Poursuivez le texte sur la centrale de Fukushima après sa dernière phrase.

Extrait choisi

.....

La centrale électrique de Fukushima a été conçue pour résister à des séismes de magnitude 8,2. Cette valeur a probablement été retenue parce qu’il s’agissait, au vu des données sismologiques disponibles à l’époque, de l’estimation maximale du risque sismique dans la région. Un séisme de magnitude 8.9 tel que celui de vendredi dernier avait certainement été jugé hautement improbable et pourtant il est arrivé. Voilà un bel exemple de cygne noir.

Cependant les informations dont nous disposons indiquent que la centrale a bien résisté au tremblement de terre. Les concepteurs ont certainement pris une grande marge de sécurité et tous les cœurs nucléaires ont été immédiatement mis à l’arrêt en l’espace de trois secondes, selon les procédures en vigueur. Les dommages les plus importants sont dus au raz-de-marée qui a déferlé sur les installations de refroidissement quelques minutes plus tard. Il semble que le risque d’un raz-de-marée de cette importance ait été complètement ignoré lors de la conception de la centrale. Le simple fait que celle-ci se trouve seulement quelques mètres au-dessus des flots semble l’attester. En effet il aurait été facile de surélever les installations de la centrale d’une vingtaine de mètres pour la protéger totalement. C’est donc un deuxième cygne noir qui s’est manifesté à Fukushima ce vendredi funeste.

.....

Données fournies
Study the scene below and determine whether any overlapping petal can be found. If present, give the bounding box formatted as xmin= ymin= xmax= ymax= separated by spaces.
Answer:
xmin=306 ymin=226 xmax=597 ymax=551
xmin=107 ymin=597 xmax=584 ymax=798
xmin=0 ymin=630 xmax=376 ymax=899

.....

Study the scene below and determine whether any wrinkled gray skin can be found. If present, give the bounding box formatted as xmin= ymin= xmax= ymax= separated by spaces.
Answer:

.....

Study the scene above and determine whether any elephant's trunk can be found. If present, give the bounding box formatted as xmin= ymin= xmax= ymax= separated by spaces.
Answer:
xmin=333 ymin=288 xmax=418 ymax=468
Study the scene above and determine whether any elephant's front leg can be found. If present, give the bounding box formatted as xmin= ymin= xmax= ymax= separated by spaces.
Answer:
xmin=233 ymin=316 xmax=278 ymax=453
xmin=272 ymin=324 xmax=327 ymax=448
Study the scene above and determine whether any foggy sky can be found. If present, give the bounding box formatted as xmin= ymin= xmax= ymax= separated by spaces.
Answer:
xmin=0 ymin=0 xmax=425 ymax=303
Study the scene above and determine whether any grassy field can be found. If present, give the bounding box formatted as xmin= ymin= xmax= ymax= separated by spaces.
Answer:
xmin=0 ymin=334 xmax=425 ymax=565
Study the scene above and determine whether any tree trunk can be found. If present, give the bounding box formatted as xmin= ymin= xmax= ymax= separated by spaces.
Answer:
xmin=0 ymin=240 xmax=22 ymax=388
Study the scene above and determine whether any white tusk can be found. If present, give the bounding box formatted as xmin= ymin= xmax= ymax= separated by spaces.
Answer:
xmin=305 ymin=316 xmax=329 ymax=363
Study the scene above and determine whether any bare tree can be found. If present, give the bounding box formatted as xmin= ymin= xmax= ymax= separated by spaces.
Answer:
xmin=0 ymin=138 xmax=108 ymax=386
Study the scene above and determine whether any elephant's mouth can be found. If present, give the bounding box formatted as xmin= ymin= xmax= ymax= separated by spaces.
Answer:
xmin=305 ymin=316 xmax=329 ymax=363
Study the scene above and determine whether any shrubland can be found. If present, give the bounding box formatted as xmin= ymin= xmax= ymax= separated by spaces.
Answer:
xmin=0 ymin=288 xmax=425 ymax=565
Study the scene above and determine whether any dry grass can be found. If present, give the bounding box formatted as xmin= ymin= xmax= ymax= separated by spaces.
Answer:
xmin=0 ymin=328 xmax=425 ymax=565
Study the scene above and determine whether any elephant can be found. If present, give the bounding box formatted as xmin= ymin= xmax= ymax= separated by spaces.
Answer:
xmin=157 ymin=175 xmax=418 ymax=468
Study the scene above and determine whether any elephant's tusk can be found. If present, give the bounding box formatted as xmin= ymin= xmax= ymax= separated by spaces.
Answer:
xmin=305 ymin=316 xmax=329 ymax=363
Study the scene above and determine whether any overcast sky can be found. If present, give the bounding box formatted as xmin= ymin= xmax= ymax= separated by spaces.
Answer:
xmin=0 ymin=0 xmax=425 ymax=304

.....

Réponse attendue
Aujourd’hui, mercredi 16 Mars, le journal Le Monde nous informe dans cet article que le réacteur 4 concentre désormais les inquiétudes. Ce réacteur était pourtant à l’arrêt et en maintenance depuis plusieurs mois lors du séisme et du raz de marée. L’inquiétude provient de la piscine de refroidissement des combustibles usagés. La piscine a probablement été vidée d’une partie de son eau et chauffe de manière anormale. Or cette piscine contient plusieurs dizaines de fois plus de matière radioactive que les réacteurs 1, 2 et 3 en fonctionnement jusqu’à vendredi dernier. Le plus surprenant est que cette piscine n’est pas confinée dans une enceinte étanche comme le sont les réacteurs. La piscine était séparée de l’extérieur par deux couches de protection : l’eau qui s’est évaporée ou échappée en partie et le toit en tôle du réacteur qui a été soufflé par une explosion d’hydrogène. On n’y croirait pas si ce n’était pas si grave : la majeure partie des matières radioactives dangereuses de la centrale étaient stockées sans protection d’acier ou de béton. Elles sont vraisemblablement aujourd’hui même exposées à l’air libre. Les efforts de sécurité se sont probablement concentrés sur les réacteurs tandis que des quantités de déchets bien plus importants étaient stockées sans aucune protection particulière. Le danger a encore une fois été sous-estimé car on ne pensait pas que la centrale puisse être endommagée à ce point. Voilà un troisième cygne noir.

Le cygne noir a en effet cette caractéristique très importante : il ne vit pas seul. Lorsque les Anglais ont observé le premier cygne noir en Australie ils en ont probablement découverts plusieurs sur un lac et peut-être des milliers dans les semaines et les mois suivants. Jacques Chirac avait une expression imagée à ce sujet « les merdes c’est comme les hirondelles, elles volent en escadrilles ». Voilà pourquoi il faut se méfier des cygnes noirs, non seulement ils sont imprévus mais en plus ils ont une fâcheuse tendance à se regrouper en bandes. Les conséquences négatives se trouvent multipliées et peuvent transformer un accident certes imprévu mais maîtrisable en catastrophe incontrôlable.

L’analyse a postériori des crashs d’avions confirme souvent ce scénario : une multitude d’incidents techniques et d’erreurs humaines bénignes s’additionnent et concourent à la catastrophe.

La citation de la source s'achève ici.